* Task details: Using the listing below, set down each line from the line containing "indicate the water" through the line containing "indicate the chair backrest, one", both ends included, exactly and with nothing added.

(Data under study Opens)

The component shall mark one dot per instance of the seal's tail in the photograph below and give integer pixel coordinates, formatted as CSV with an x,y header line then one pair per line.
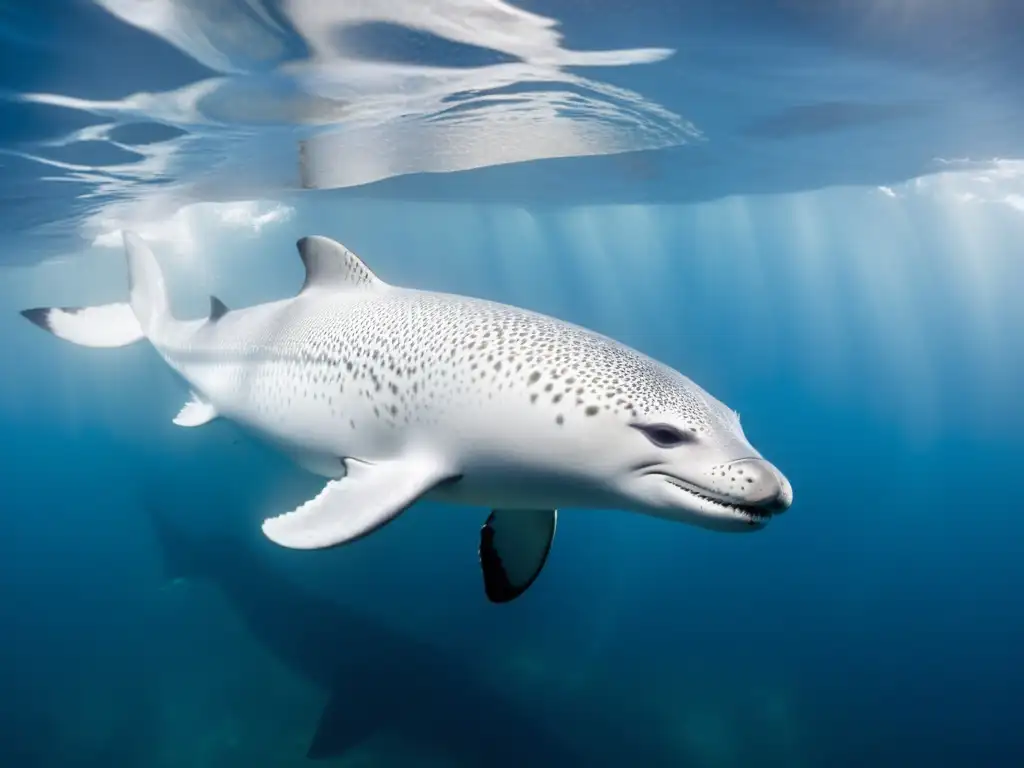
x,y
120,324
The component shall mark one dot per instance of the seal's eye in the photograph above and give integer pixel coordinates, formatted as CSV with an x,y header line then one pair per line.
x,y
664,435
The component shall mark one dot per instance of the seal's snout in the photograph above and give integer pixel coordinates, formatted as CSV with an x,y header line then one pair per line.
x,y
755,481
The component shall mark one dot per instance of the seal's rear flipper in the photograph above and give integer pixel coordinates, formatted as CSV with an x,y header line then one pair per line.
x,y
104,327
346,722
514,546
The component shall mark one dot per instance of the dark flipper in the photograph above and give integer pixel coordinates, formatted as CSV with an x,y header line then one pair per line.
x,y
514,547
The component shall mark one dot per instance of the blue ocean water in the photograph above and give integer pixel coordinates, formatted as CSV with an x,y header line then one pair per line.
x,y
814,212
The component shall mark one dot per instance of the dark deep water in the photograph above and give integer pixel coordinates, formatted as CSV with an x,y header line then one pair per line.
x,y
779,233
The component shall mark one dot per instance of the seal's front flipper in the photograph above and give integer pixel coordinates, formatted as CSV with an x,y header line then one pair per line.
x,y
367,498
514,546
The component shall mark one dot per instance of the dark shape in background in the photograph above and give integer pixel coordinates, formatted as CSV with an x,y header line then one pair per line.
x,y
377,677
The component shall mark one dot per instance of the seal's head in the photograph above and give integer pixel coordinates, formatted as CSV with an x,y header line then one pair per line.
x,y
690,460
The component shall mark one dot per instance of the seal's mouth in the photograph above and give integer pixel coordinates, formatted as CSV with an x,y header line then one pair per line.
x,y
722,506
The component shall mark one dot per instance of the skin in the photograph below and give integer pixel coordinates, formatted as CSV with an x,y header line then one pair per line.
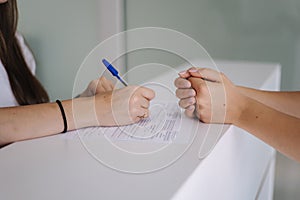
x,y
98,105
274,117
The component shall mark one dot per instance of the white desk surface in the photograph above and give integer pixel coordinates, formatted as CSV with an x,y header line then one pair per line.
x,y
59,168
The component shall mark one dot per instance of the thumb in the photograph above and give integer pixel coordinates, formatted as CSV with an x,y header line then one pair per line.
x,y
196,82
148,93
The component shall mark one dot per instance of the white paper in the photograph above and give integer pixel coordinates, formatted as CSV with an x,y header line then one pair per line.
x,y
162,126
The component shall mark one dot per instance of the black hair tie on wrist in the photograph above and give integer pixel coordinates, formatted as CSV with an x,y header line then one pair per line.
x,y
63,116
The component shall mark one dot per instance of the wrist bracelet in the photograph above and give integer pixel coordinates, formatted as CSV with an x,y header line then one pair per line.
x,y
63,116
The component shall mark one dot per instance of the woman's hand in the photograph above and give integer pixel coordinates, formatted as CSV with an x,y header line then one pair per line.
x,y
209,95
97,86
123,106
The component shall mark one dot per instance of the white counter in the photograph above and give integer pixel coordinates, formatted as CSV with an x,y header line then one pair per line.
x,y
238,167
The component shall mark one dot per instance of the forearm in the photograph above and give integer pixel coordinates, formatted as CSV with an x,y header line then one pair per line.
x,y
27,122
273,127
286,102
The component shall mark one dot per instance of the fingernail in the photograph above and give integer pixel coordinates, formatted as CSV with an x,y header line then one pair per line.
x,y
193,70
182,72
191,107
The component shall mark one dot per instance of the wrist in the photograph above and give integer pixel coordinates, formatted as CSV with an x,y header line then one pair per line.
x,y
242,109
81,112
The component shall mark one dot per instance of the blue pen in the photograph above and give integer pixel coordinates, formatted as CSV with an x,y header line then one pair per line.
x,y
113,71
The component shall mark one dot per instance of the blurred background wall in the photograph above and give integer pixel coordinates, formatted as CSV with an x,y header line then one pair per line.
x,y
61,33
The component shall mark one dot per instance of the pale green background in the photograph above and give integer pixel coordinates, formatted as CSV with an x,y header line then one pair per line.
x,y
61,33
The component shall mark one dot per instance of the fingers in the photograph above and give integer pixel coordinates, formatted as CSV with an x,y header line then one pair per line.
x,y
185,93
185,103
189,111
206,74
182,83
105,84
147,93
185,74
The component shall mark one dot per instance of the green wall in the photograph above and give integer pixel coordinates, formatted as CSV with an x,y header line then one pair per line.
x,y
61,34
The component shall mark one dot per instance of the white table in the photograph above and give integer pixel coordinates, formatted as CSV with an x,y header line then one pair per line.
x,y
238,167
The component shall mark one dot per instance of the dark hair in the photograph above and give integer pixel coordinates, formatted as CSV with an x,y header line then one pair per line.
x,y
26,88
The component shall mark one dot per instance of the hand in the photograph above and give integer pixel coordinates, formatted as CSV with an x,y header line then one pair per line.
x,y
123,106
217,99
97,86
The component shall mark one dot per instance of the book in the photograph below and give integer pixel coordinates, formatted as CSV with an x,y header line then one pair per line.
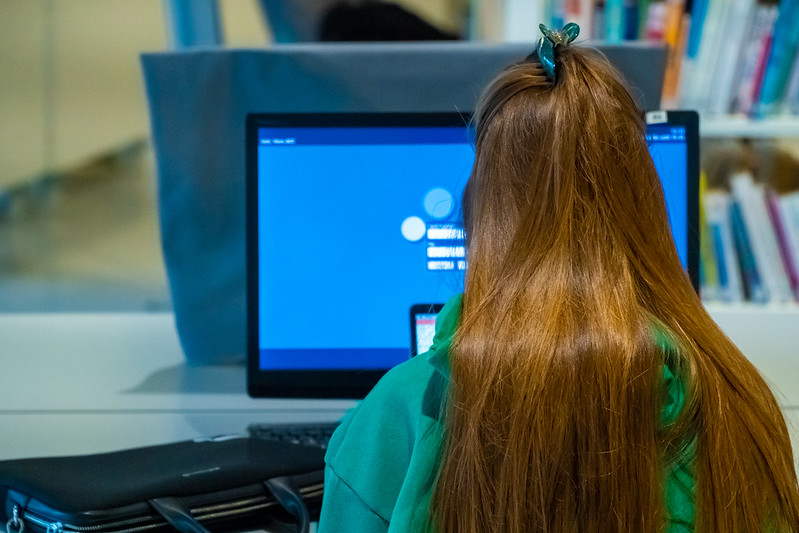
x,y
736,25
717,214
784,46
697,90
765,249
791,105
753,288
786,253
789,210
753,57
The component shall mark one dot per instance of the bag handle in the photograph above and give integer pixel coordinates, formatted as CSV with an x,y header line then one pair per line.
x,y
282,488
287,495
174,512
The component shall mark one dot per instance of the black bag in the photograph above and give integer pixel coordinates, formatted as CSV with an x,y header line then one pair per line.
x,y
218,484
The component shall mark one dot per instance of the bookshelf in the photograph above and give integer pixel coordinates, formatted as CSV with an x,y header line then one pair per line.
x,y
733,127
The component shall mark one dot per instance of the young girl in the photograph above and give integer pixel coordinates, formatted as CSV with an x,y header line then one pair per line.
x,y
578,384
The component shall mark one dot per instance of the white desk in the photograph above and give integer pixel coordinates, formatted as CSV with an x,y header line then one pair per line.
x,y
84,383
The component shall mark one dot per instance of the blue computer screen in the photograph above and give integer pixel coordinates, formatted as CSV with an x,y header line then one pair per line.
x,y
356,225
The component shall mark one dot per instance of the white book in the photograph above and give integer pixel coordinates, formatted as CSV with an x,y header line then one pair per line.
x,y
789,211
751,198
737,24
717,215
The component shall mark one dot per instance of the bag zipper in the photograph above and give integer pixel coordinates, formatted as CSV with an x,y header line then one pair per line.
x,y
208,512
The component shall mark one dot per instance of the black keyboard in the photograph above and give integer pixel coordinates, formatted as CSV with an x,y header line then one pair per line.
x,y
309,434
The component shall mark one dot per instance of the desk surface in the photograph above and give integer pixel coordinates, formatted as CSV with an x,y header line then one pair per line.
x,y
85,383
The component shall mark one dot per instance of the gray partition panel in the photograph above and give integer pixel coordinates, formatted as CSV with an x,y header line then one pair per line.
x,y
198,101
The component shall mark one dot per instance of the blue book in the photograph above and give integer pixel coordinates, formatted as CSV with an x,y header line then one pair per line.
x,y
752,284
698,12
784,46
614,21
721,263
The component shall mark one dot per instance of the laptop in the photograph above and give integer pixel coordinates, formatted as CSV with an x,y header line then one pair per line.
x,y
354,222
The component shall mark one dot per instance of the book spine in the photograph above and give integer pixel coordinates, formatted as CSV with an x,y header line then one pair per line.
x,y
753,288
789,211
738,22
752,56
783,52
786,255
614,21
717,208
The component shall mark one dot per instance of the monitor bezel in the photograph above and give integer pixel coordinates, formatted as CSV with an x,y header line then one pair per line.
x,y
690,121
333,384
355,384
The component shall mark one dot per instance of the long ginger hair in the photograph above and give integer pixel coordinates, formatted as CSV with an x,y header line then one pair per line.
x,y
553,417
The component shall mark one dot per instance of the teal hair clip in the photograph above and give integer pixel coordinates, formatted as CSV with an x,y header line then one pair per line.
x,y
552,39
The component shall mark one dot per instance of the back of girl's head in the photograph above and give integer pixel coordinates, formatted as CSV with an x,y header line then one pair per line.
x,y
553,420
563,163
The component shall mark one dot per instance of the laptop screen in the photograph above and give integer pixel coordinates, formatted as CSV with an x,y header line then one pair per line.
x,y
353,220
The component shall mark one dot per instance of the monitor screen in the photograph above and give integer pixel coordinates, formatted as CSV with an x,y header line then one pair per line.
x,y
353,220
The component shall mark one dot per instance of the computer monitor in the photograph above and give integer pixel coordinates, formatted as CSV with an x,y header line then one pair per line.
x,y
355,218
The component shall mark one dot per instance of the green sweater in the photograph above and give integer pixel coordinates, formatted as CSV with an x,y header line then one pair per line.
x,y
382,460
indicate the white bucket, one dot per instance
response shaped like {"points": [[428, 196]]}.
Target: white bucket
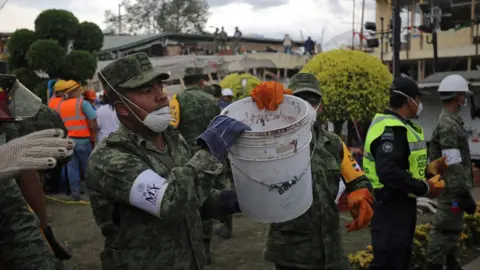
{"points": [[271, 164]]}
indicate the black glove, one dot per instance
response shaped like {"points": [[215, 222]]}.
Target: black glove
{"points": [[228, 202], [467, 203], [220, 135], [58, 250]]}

(Data under study Closes)
(Data under study Opens)

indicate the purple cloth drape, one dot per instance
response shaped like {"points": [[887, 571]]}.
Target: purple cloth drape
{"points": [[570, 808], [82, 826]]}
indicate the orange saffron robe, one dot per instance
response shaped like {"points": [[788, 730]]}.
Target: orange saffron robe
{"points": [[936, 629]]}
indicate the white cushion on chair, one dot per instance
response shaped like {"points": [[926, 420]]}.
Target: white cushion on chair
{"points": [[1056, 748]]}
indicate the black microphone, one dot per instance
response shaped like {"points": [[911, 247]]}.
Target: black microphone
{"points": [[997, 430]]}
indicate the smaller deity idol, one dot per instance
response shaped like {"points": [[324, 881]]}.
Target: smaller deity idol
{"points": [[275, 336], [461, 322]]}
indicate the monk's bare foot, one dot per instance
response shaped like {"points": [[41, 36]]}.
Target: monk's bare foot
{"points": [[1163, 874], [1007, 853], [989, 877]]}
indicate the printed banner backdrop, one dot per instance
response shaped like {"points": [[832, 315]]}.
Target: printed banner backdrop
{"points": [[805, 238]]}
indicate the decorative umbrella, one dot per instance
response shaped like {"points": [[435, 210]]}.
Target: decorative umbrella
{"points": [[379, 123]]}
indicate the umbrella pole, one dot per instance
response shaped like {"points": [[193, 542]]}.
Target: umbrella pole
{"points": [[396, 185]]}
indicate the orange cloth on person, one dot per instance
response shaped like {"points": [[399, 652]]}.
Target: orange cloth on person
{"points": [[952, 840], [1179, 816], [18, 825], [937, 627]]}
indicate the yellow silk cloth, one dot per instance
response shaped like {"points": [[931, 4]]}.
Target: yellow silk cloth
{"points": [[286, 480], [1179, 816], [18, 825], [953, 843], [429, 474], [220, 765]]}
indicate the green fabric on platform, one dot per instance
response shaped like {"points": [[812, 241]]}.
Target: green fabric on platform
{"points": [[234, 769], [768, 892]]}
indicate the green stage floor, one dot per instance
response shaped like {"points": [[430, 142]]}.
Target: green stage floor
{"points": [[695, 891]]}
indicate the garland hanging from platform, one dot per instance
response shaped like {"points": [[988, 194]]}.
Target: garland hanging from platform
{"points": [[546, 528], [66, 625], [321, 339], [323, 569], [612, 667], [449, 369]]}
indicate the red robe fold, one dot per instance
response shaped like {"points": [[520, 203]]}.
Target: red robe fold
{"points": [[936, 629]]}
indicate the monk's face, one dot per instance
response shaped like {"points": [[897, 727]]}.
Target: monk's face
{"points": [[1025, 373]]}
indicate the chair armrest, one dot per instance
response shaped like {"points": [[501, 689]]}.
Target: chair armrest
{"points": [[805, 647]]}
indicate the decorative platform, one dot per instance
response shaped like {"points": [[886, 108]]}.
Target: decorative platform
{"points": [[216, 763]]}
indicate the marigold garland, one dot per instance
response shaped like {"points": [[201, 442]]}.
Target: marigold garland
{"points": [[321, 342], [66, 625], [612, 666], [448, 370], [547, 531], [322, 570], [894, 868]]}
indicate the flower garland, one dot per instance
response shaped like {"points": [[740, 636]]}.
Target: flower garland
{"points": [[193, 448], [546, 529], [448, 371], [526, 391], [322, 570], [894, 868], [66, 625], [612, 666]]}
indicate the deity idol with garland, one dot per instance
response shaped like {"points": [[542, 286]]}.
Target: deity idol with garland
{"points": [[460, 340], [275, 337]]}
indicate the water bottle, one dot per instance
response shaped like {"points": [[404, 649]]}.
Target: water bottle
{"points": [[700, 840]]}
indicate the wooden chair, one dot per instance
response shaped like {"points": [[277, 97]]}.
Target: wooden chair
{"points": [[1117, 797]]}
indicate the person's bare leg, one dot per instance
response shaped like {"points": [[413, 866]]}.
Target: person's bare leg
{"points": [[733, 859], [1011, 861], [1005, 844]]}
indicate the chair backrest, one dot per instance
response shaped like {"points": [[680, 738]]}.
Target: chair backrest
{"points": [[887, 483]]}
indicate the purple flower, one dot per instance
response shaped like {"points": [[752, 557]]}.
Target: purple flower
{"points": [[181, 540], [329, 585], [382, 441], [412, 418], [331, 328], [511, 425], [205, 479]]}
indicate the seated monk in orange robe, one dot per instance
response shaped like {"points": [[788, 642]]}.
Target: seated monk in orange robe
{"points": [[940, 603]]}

(Data under study Closes)

* Output for this exercise:
indicate the water bottle, one dot per instance
response shaped like {"points": [[404, 649]]}.
Target: water bottle
{"points": [[700, 840]]}
indicate the wooden chair, one dot per instance
response shaped like {"points": [[277, 97]]}.
Target: wooden chair
{"points": [[1117, 797]]}
indicate the person's bare leg, one dot per instance
response shaped like {"points": [[413, 866]]}.
Target: person's bare leg
{"points": [[733, 859], [1011, 861], [1005, 844]]}
indicate the chair backrest, one dot per instance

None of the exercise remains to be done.